(Input data Opens)
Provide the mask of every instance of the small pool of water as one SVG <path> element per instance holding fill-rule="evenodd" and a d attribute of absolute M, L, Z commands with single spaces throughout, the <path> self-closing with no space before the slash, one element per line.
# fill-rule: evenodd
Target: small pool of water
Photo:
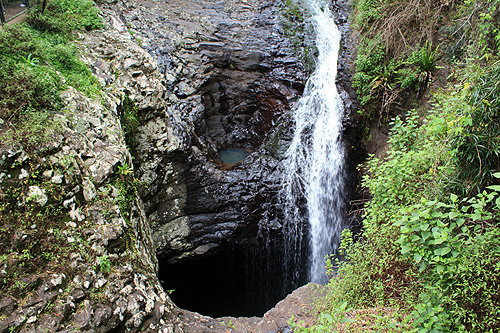
<path fill-rule="evenodd" d="M 222 162 L 226 164 L 234 164 L 241 162 L 250 155 L 249 152 L 247 152 L 245 149 L 241 148 L 228 148 L 219 151 L 219 156 Z"/>

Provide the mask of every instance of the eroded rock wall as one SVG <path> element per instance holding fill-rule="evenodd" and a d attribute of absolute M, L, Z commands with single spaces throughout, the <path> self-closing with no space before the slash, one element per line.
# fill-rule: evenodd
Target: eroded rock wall
<path fill-rule="evenodd" d="M 257 244 L 259 228 L 276 220 L 267 207 L 279 186 L 276 156 L 263 143 L 306 77 L 279 8 L 267 0 L 127 1 L 104 12 L 161 73 L 156 103 L 130 90 L 141 118 L 134 163 L 149 185 L 142 197 L 159 258 Z M 226 147 L 253 154 L 227 170 L 218 157 Z"/>
<path fill-rule="evenodd" d="M 38 146 L 0 144 L 2 208 L 25 212 L 0 224 L 0 332 L 173 332 L 177 310 L 157 277 L 120 124 L 125 95 L 143 109 L 162 105 L 163 75 L 119 29 L 81 35 L 80 44 L 105 91 L 65 91 L 58 126 Z M 22 267 L 32 251 L 44 255 Z"/>
<path fill-rule="evenodd" d="M 23 192 L 20 207 L 59 205 L 64 219 L 43 234 L 24 226 L 8 245 L 2 234 L 2 246 L 13 250 L 0 278 L 13 278 L 16 242 L 45 237 L 65 252 L 59 266 L 23 277 L 31 293 L 0 301 L 0 331 L 189 331 L 160 286 L 156 253 L 178 262 L 227 242 L 255 245 L 259 230 L 280 228 L 277 131 L 286 134 L 306 73 L 278 4 L 104 1 L 109 28 L 80 36 L 103 96 L 65 92 L 62 129 L 37 151 L 1 145 L 1 185 L 44 175 Z M 126 95 L 140 116 L 134 157 L 119 122 Z M 253 153 L 230 168 L 217 154 L 228 146 Z M 125 212 L 117 180 L 132 164 L 141 198 Z M 62 195 L 50 197 L 47 184 L 61 186 Z M 12 228 L 6 223 L 2 232 Z"/>
<path fill-rule="evenodd" d="M 2 221 L 8 252 L 0 277 L 10 284 L 3 286 L 9 294 L 0 301 L 0 331 L 172 331 L 174 306 L 156 277 L 142 202 L 131 193 L 130 211 L 119 206 L 127 194 L 115 182 L 117 167 L 131 165 L 120 95 L 94 100 L 70 88 L 62 97 L 67 112 L 56 116 L 60 128 L 49 142 L 34 151 L 16 143 L 0 149 L 3 202 L 18 200 L 20 210 L 40 214 L 32 225 L 22 220 L 30 215 Z M 18 253 L 21 247 L 27 250 Z M 37 253 L 30 267 L 19 266 L 31 251 L 46 260 Z"/>

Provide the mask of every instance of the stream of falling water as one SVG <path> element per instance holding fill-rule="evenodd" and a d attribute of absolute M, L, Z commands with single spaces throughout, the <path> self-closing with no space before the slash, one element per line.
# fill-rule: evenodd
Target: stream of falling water
<path fill-rule="evenodd" d="M 308 280 L 326 283 L 325 256 L 336 253 L 344 227 L 344 149 L 340 137 L 344 106 L 335 81 L 341 34 L 328 5 L 321 5 L 320 0 L 307 2 L 319 56 L 296 105 L 293 140 L 285 158 L 285 255 L 296 256 L 308 242 Z M 306 233 L 304 220 L 308 223 Z M 300 267 L 303 260 L 299 255 L 291 260 L 292 265 Z"/>

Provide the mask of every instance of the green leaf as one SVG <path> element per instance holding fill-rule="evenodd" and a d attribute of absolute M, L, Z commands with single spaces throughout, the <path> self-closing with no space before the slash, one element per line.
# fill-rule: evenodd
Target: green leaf
<path fill-rule="evenodd" d="M 427 231 L 427 229 L 429 229 L 429 226 L 430 226 L 429 223 L 424 223 L 420 226 L 420 230 Z"/>
<path fill-rule="evenodd" d="M 420 254 L 415 254 L 413 259 L 415 259 L 415 262 L 418 264 L 422 260 L 422 256 Z"/>
<path fill-rule="evenodd" d="M 401 253 L 402 254 L 406 254 L 408 252 L 411 251 L 411 245 L 404 245 L 402 248 L 401 248 Z"/>
<path fill-rule="evenodd" d="M 444 271 L 444 266 L 443 265 L 438 265 L 436 267 L 436 270 L 437 270 L 438 274 L 441 274 Z"/>
<path fill-rule="evenodd" d="M 419 272 L 422 273 L 426 268 L 427 268 L 427 264 L 425 263 L 425 261 L 422 261 L 420 263 Z"/>
<path fill-rule="evenodd" d="M 404 220 L 399 220 L 399 221 L 397 221 L 397 222 L 395 222 L 395 223 L 394 223 L 394 226 L 395 226 L 395 227 L 400 227 L 400 226 L 402 226 L 404 223 L 405 223 L 405 221 L 404 221 Z"/>
<path fill-rule="evenodd" d="M 500 185 L 486 186 L 487 189 L 500 192 Z"/>
<path fill-rule="evenodd" d="M 437 256 L 445 256 L 448 253 L 450 253 L 451 249 L 446 246 L 446 247 L 441 247 L 439 249 L 434 250 L 434 254 Z"/>
<path fill-rule="evenodd" d="M 344 311 L 346 308 L 347 308 L 347 302 L 342 303 L 339 307 L 340 311 Z"/>
<path fill-rule="evenodd" d="M 339 320 L 339 322 L 342 323 L 342 324 L 353 323 L 355 321 L 356 320 L 351 319 L 351 318 L 342 318 L 342 319 Z"/>
<path fill-rule="evenodd" d="M 453 194 L 453 193 L 452 193 L 452 194 L 450 195 L 450 199 L 451 199 L 451 202 L 457 202 L 457 200 L 458 200 L 458 196 L 457 196 L 456 194 Z"/>
<path fill-rule="evenodd" d="M 326 319 L 328 322 L 333 322 L 333 317 L 329 313 L 322 313 L 321 318 Z"/>

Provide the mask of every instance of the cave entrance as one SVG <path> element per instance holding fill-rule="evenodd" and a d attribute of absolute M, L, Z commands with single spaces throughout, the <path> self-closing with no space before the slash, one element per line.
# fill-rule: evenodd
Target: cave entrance
<path fill-rule="evenodd" d="M 213 318 L 262 317 L 298 287 L 286 285 L 281 256 L 273 252 L 230 245 L 208 258 L 160 263 L 159 277 L 182 309 Z"/>

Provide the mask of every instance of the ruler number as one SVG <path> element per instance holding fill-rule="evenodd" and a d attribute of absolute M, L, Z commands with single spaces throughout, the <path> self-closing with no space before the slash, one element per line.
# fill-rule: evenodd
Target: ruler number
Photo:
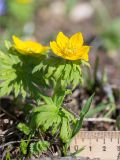
<path fill-rule="evenodd" d="M 85 146 L 81 156 L 95 160 L 120 160 L 120 131 L 81 131 L 70 146 L 71 152 L 77 152 Z M 113 154 L 114 152 L 114 154 Z"/>
<path fill-rule="evenodd" d="M 103 151 L 106 151 L 106 146 L 103 146 L 102 149 L 103 149 Z"/>
<path fill-rule="evenodd" d="M 79 149 L 79 146 L 78 146 L 78 145 L 75 145 L 75 146 L 74 146 L 74 150 L 75 150 L 75 151 L 78 151 L 78 149 Z"/>

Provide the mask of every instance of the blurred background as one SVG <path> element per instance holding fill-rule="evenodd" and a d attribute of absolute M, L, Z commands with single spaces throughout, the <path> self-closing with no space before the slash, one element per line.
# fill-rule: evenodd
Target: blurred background
<path fill-rule="evenodd" d="M 85 70 L 83 88 L 75 89 L 69 106 L 78 112 L 95 91 L 88 117 L 119 120 L 120 0 L 0 0 L 0 47 L 12 35 L 48 45 L 59 31 L 68 36 L 82 32 L 92 46 L 92 67 Z"/>
<path fill-rule="evenodd" d="M 82 32 L 93 62 L 97 50 L 110 81 L 120 84 L 119 0 L 0 0 L 1 44 L 12 35 L 48 43 L 59 31 Z"/>

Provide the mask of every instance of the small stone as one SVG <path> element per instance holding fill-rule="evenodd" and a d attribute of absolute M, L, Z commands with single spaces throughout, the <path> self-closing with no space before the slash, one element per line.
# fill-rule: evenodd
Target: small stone
<path fill-rule="evenodd" d="M 80 89 L 76 89 L 76 90 L 73 92 L 72 97 L 73 97 L 73 98 L 76 98 L 76 97 L 79 96 L 79 94 L 80 94 Z"/>
<path fill-rule="evenodd" d="M 49 11 L 57 16 L 62 16 L 64 14 L 64 3 L 56 1 L 51 3 Z"/>
<path fill-rule="evenodd" d="M 10 120 L 10 125 L 12 125 L 13 124 L 13 120 Z"/>
<path fill-rule="evenodd" d="M 80 22 L 90 18 L 94 13 L 93 7 L 85 2 L 77 4 L 70 12 L 70 20 L 73 22 Z"/>
<path fill-rule="evenodd" d="M 3 122 L 6 124 L 9 123 L 9 119 L 4 119 Z"/>

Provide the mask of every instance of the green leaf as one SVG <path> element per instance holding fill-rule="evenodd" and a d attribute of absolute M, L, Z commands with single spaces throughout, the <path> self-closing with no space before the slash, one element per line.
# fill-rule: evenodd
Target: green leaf
<path fill-rule="evenodd" d="M 84 60 L 81 60 L 81 64 L 90 68 L 90 63 Z"/>
<path fill-rule="evenodd" d="M 120 116 L 117 117 L 116 126 L 117 126 L 118 130 L 120 131 Z"/>
<path fill-rule="evenodd" d="M 43 63 L 41 62 L 40 64 L 38 64 L 37 66 L 35 66 L 32 70 L 32 73 L 41 71 L 41 69 L 43 68 Z"/>
<path fill-rule="evenodd" d="M 76 120 L 75 117 L 74 117 L 74 115 L 71 114 L 71 113 L 70 113 L 69 111 L 67 111 L 66 109 L 64 109 L 63 107 L 62 107 L 61 111 L 64 113 L 65 117 L 68 118 L 69 121 L 72 120 L 72 122 L 74 122 L 74 121 Z"/>
<path fill-rule="evenodd" d="M 79 63 L 73 62 L 72 65 L 69 83 L 72 83 L 74 89 L 78 84 L 82 84 L 81 61 Z"/>
<path fill-rule="evenodd" d="M 48 104 L 48 105 L 54 105 L 53 100 L 51 97 L 45 96 L 43 94 L 40 94 L 40 97 L 44 99 L 44 101 Z"/>
<path fill-rule="evenodd" d="M 20 55 L 14 50 L 0 51 L 0 96 L 14 92 L 15 97 L 21 94 L 36 96 L 37 86 L 47 87 L 43 72 L 32 73 L 41 59 Z M 29 94 L 28 94 L 29 93 Z"/>
<path fill-rule="evenodd" d="M 9 50 L 12 47 L 12 44 L 9 41 L 5 40 L 5 47 Z"/>
<path fill-rule="evenodd" d="M 77 120 L 75 127 L 73 128 L 72 137 L 74 137 L 80 131 L 80 129 L 82 127 L 83 119 L 90 109 L 90 105 L 92 103 L 93 98 L 94 98 L 94 94 L 87 100 L 85 106 L 83 107 L 82 111 L 80 112 L 80 119 Z"/>
<path fill-rule="evenodd" d="M 49 78 L 50 76 L 53 75 L 54 71 L 55 71 L 56 67 L 55 66 L 49 66 L 48 67 L 48 71 L 47 74 L 45 75 L 46 78 Z"/>
<path fill-rule="evenodd" d="M 64 108 L 55 104 L 45 104 L 33 109 L 30 126 L 34 129 L 43 129 L 43 132 L 49 130 L 53 135 L 60 133 L 60 138 L 65 143 L 72 134 L 71 126 L 74 119 L 74 116 Z"/>
<path fill-rule="evenodd" d="M 30 144 L 30 153 L 32 155 L 34 154 L 40 154 L 49 148 L 50 143 L 48 141 L 38 141 Z"/>
<path fill-rule="evenodd" d="M 64 101 L 64 98 L 66 95 L 71 94 L 71 90 L 62 90 L 59 87 L 56 87 L 56 89 L 54 90 L 54 96 L 53 96 L 53 102 L 57 107 L 60 107 Z"/>
<path fill-rule="evenodd" d="M 70 155 L 73 157 L 77 157 L 80 155 L 80 153 L 85 149 L 85 147 L 82 147 L 80 149 L 78 149 L 77 151 L 75 151 L 74 153 L 71 153 Z"/>
<path fill-rule="evenodd" d="M 64 68 L 65 68 L 64 63 L 60 64 L 56 67 L 56 71 L 54 72 L 54 75 L 53 75 L 56 80 L 58 80 L 60 78 L 60 76 L 63 75 Z"/>
<path fill-rule="evenodd" d="M 17 125 L 17 128 L 23 132 L 25 135 L 29 135 L 31 132 L 31 129 L 25 124 L 25 123 L 19 123 Z"/>
<path fill-rule="evenodd" d="M 64 80 L 69 81 L 70 73 L 72 69 L 72 64 L 71 63 L 66 63 L 65 68 L 64 68 Z"/>
<path fill-rule="evenodd" d="M 35 111 L 35 114 L 32 116 L 32 126 L 43 126 L 46 131 L 55 123 L 56 117 L 59 116 L 58 112 L 58 108 L 52 105 L 39 107 L 37 112 Z"/>
<path fill-rule="evenodd" d="M 27 147 L 28 147 L 27 142 L 26 142 L 24 139 L 21 139 L 21 141 L 20 141 L 20 149 L 21 149 L 21 152 L 22 152 L 24 155 L 27 154 Z"/>
<path fill-rule="evenodd" d="M 60 138 L 61 140 L 66 143 L 69 141 L 70 137 L 71 137 L 71 128 L 70 128 L 70 124 L 67 118 L 63 117 L 62 118 L 62 126 L 61 126 L 61 130 L 60 130 Z"/>
<path fill-rule="evenodd" d="M 44 73 L 50 88 L 52 87 L 51 82 L 54 82 L 55 87 L 61 85 L 61 88 L 65 89 L 68 85 L 72 85 L 75 88 L 82 83 L 81 65 L 83 63 L 85 64 L 82 61 L 68 61 L 50 57 L 42 61 L 38 66 L 35 66 L 32 73 Z M 86 64 L 88 65 L 87 62 Z"/>
<path fill-rule="evenodd" d="M 107 107 L 111 107 L 109 104 L 100 103 L 96 107 L 92 108 L 87 114 L 86 118 L 91 118 L 97 113 L 100 113 L 101 111 L 104 111 Z"/>
<path fill-rule="evenodd" d="M 82 109 L 82 111 L 80 113 L 80 119 L 77 120 L 77 121 L 74 120 L 74 121 L 76 121 L 76 123 L 75 123 L 73 131 L 72 131 L 72 136 L 64 146 L 64 154 L 65 155 L 67 154 L 67 150 L 68 150 L 68 148 L 70 146 L 70 143 L 71 143 L 72 139 L 74 138 L 74 136 L 76 136 L 76 134 L 80 131 L 80 129 L 82 127 L 83 119 L 84 119 L 85 115 L 87 114 L 87 112 L 88 112 L 88 110 L 90 108 L 90 105 L 92 103 L 93 98 L 94 98 L 94 94 L 87 100 L 85 106 L 83 107 L 83 109 Z"/>
<path fill-rule="evenodd" d="M 9 151 L 6 153 L 5 160 L 11 160 Z"/>
<path fill-rule="evenodd" d="M 61 117 L 60 116 L 57 116 L 55 118 L 55 122 L 54 122 L 54 125 L 52 126 L 52 135 L 56 134 L 59 130 L 60 130 L 60 125 L 61 125 Z"/>

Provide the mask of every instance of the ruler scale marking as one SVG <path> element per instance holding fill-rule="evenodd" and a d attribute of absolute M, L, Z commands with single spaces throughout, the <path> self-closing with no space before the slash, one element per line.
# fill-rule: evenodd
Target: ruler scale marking
<path fill-rule="evenodd" d="M 120 160 L 120 131 L 81 131 L 70 146 L 74 152 L 83 146 L 82 157 L 90 160 Z"/>

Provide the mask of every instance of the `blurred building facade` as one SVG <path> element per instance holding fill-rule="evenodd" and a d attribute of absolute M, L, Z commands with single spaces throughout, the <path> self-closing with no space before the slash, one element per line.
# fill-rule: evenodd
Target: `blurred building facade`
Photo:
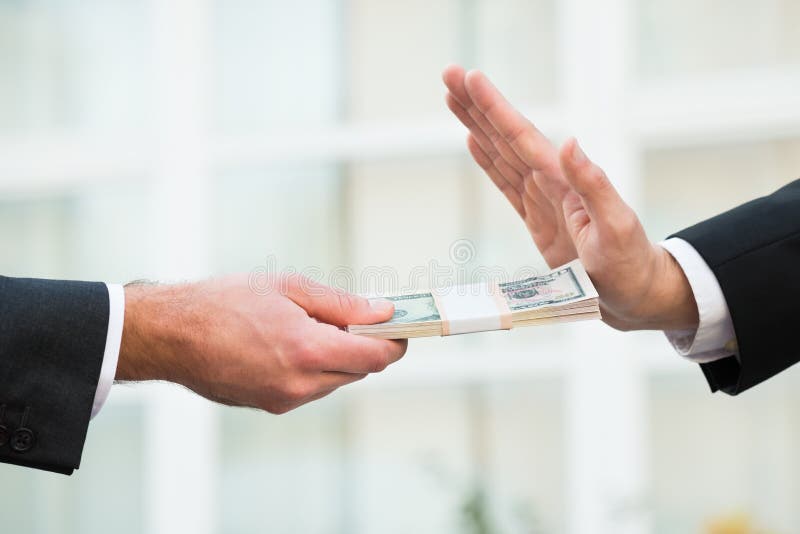
<path fill-rule="evenodd" d="M 800 175 L 798 6 L 0 0 L 0 272 L 403 280 L 458 240 L 458 268 L 543 268 L 446 113 L 450 62 L 581 139 L 662 239 Z M 116 386 L 76 476 L 0 467 L 0 511 L 42 534 L 789 533 L 798 381 L 712 396 L 661 334 L 578 324 L 415 341 L 281 417 Z"/>

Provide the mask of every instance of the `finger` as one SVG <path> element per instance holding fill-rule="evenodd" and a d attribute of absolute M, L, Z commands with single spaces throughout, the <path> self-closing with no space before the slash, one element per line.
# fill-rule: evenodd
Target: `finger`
(Input data Closes)
Task item: If a line in the entries contains "finger", copy it.

Answer area:
Provide the mask of every instance of the `finger` as one SVG <path> element per instance holding fill-rule="evenodd" and a d attribute of absolute M, L, Z commands with single spaces throughout, the <path> self-closing with no space before the slash, one element per line.
Target: `finger`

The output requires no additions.